* **Exercise instructions**
Each record below must be returned exactly as shown.

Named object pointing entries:
------------------------------------------------------------------------
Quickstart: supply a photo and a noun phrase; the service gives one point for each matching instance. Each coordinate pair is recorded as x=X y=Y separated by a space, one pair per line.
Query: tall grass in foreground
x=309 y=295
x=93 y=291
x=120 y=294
------------------------------------------------------------------------
* **Full solution**
Quickstart: supply a photo and a noun phrase; the service gives one point for each matching instance. Each coordinate pair is recorded as x=X y=Y separated by a space, one pair per line.
Query: tall grass in foreground
x=309 y=295
x=93 y=291
x=120 y=294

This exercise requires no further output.